Exercise requirements -
In the entries below, copy out every line verbatim, starting at the line containing "blue jeans in" and ending at the line containing "[(326, 47), (507, 46)]", both included.
───── Input material ─────
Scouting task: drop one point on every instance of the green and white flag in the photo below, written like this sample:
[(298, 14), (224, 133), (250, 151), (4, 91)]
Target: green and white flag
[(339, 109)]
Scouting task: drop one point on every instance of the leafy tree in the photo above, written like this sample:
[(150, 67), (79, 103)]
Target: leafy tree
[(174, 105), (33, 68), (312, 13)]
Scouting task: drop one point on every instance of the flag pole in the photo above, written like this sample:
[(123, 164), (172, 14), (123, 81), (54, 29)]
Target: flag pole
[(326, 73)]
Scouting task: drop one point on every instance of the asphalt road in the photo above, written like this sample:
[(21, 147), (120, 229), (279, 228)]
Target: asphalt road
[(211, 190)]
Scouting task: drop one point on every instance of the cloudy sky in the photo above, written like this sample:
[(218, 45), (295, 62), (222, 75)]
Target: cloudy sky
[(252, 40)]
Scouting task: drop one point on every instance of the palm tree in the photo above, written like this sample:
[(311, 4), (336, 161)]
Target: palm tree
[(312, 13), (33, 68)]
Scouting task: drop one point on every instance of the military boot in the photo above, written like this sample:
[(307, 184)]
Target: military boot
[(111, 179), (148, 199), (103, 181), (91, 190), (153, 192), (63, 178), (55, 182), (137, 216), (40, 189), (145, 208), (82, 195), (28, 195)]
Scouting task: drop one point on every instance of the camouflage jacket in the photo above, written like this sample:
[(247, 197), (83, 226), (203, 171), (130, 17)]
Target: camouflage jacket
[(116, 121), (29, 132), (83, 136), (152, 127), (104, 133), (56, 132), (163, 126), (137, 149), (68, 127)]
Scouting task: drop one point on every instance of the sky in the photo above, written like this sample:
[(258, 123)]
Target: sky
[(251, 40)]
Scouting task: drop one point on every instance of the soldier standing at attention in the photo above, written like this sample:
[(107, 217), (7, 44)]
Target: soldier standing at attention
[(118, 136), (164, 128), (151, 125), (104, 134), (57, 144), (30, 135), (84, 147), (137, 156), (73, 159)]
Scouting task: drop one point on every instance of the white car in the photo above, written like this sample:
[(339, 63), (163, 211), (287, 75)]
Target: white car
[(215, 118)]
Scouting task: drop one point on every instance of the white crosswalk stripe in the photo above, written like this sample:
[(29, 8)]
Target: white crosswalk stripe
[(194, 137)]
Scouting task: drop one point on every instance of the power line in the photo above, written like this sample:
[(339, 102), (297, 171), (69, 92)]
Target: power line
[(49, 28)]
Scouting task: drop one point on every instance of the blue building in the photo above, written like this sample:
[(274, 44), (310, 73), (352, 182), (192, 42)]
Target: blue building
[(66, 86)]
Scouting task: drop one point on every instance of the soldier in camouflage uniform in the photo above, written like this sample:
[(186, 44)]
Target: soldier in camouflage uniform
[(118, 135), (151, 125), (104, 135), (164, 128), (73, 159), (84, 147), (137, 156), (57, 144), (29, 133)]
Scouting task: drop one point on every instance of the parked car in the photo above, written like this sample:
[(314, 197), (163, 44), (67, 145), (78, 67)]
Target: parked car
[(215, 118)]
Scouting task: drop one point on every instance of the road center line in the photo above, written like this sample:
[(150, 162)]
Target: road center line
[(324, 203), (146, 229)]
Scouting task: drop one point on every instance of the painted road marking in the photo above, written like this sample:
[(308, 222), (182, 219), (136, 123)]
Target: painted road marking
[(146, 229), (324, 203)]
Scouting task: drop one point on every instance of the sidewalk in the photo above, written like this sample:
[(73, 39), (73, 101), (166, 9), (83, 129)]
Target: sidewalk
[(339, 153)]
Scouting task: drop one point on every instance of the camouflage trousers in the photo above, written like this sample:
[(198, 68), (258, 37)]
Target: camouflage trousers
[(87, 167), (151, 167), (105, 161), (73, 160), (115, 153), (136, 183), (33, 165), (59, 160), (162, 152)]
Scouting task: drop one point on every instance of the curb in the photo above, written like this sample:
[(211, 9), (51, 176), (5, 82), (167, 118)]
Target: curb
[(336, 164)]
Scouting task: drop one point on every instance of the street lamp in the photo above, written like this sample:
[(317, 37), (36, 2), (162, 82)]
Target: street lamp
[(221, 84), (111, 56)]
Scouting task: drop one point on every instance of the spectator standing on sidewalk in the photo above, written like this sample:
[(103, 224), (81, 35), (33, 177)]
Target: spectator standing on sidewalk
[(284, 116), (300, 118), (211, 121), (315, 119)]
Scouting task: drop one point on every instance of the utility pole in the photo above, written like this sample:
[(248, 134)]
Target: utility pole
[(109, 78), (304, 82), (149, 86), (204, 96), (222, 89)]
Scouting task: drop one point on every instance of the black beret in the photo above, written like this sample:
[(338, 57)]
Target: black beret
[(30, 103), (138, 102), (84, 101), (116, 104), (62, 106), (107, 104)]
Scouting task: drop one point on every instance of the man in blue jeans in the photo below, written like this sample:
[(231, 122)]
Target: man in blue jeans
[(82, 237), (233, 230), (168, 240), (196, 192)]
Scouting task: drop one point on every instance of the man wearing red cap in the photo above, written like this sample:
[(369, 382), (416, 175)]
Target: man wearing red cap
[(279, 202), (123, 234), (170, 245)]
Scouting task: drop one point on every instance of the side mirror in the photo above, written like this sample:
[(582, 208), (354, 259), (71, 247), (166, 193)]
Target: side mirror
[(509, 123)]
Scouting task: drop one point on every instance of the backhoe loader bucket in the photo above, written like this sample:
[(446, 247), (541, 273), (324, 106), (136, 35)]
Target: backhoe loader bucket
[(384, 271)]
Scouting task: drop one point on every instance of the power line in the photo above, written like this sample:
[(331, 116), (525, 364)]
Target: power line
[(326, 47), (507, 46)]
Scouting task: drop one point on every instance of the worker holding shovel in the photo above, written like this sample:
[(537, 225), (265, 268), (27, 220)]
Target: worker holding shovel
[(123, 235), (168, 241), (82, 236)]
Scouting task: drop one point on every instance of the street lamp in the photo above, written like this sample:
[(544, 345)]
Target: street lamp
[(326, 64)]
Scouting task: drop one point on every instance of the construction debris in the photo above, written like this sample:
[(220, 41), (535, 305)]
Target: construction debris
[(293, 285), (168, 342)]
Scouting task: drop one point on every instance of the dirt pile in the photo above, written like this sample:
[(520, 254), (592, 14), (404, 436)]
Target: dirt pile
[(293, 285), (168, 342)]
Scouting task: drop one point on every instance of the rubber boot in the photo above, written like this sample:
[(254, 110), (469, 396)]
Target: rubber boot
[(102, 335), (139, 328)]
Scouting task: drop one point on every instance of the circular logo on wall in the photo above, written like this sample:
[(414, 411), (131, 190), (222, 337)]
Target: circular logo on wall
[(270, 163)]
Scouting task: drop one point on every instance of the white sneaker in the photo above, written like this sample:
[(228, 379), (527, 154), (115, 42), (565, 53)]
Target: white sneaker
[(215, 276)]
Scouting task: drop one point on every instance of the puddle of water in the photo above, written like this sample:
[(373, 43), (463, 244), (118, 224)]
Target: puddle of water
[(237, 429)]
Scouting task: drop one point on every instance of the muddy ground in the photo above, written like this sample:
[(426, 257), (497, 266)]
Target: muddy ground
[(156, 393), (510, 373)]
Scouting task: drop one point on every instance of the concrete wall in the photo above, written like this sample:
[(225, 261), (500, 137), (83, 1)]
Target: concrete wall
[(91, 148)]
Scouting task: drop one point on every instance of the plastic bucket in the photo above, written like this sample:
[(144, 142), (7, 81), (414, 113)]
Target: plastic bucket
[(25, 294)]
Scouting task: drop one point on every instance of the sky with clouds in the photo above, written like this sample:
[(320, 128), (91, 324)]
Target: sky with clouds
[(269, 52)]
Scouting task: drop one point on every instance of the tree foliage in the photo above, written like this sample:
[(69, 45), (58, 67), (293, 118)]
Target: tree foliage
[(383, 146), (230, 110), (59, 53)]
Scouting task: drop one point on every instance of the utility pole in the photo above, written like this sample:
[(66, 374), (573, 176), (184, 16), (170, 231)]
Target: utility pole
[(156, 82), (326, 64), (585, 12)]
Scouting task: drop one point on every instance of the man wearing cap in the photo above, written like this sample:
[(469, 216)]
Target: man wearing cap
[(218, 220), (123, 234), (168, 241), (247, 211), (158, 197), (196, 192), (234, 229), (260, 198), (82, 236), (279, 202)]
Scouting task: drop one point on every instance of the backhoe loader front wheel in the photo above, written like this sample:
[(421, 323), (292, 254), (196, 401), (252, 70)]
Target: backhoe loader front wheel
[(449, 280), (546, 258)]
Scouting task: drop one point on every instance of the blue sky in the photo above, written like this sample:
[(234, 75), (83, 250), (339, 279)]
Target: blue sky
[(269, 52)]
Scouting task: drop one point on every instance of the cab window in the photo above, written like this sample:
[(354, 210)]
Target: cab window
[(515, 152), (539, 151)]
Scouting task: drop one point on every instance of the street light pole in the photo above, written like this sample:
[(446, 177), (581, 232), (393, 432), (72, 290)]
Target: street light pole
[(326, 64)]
─────
Correct result -
Scouting task: drop one point on every instance of the man in blue jeans in the photo below, written like this sample:
[(231, 122)]
Target: man in blue jeans
[(82, 237), (233, 230), (168, 240), (196, 192)]
Scouting task: drop one point on every instance of the man wearing red cap in the photo above, written like this sample:
[(369, 382), (416, 175)]
Target: man wearing red cap
[(279, 202), (123, 234), (170, 245)]
Scouting task: drop one point on every instance of the side mirror in the photo above, written like this sample:
[(582, 208), (354, 259), (71, 247), (166, 193)]
Target: side mirror
[(509, 123)]
Scouting task: drop one point on every instance of the backhoe loader bucket in the photo above, written like this sample:
[(446, 247), (541, 273), (324, 106), (136, 35)]
Target: backhoe loader bucket
[(384, 271)]
Scouting task: drop one point on every instance of the power line in the photo above, written like this sample:
[(331, 116), (525, 364)]
Target: power line
[(326, 47), (507, 46)]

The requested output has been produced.